### Task goal
In the data below, find the line that contains "target: face" and the line that contains "target: ear". Copy both, plus every line between them, exactly.

[Stored data]
:::
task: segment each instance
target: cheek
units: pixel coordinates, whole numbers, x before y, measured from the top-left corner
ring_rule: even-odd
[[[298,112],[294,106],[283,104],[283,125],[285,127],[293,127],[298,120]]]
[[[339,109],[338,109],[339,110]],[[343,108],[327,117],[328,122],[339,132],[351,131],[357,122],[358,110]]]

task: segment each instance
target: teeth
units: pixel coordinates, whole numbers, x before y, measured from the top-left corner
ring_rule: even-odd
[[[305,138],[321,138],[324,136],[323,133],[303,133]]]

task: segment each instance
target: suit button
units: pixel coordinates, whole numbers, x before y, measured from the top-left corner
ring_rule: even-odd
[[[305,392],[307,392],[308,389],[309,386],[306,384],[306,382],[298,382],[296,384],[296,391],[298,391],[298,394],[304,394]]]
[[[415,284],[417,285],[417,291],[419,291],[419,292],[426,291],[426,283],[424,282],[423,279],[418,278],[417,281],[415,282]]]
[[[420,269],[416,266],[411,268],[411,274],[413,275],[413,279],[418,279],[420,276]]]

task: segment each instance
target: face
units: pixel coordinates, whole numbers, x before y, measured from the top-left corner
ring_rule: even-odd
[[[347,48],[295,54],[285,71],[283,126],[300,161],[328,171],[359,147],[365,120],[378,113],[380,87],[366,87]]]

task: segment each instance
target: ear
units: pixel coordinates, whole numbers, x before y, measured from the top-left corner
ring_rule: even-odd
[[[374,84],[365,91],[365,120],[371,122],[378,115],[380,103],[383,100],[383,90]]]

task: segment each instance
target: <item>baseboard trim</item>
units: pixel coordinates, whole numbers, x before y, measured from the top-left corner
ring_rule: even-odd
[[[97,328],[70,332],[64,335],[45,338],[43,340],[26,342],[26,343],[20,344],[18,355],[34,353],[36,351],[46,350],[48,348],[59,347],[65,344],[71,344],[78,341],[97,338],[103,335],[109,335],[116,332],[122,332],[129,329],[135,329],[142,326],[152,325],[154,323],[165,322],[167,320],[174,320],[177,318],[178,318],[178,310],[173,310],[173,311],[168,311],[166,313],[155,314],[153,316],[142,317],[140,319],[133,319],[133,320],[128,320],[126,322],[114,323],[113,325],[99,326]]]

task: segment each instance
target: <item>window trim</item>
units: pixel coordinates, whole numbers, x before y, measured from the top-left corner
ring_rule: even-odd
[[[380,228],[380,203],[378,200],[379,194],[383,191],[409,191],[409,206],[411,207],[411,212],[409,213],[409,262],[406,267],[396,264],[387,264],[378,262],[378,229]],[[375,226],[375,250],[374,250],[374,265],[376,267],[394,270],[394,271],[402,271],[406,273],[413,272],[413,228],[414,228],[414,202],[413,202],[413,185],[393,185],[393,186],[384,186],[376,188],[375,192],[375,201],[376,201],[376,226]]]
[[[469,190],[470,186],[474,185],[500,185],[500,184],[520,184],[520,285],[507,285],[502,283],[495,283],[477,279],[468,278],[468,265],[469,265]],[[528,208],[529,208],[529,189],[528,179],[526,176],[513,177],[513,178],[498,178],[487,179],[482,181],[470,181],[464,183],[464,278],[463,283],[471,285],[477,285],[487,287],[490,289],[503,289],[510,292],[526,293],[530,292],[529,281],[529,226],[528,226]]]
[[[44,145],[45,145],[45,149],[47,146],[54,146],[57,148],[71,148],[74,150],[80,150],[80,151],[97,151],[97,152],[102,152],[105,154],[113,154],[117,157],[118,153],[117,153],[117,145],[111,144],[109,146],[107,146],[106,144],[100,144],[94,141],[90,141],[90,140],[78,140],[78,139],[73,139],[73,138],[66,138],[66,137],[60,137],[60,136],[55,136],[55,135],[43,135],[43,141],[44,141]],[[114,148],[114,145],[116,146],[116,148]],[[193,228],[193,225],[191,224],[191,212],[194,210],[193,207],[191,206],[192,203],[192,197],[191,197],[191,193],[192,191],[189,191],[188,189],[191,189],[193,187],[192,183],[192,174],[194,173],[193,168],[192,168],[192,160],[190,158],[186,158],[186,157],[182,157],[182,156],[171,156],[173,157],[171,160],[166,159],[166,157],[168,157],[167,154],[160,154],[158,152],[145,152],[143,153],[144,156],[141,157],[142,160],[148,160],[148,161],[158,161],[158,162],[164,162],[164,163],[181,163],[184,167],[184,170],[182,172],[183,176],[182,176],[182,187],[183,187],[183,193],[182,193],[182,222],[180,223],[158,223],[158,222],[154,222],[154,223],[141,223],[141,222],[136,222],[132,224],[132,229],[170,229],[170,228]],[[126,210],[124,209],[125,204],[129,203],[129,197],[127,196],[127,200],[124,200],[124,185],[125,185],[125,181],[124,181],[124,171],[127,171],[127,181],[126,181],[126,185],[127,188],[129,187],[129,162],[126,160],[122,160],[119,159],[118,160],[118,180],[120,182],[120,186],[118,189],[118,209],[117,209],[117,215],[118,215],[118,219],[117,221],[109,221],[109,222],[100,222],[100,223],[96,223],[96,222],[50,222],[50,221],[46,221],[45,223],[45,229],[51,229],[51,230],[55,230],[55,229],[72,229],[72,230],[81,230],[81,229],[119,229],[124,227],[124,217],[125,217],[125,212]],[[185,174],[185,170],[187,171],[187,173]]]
:::
### Task response
target: face
units: pixel coordinates, whole numbers, x before y, measured from the top-left corner
ring_rule: even-odd
[[[347,48],[295,54],[285,71],[283,126],[300,161],[328,171],[359,147],[365,120],[378,113],[380,87],[366,87]]]

task: segment each instance
target: ear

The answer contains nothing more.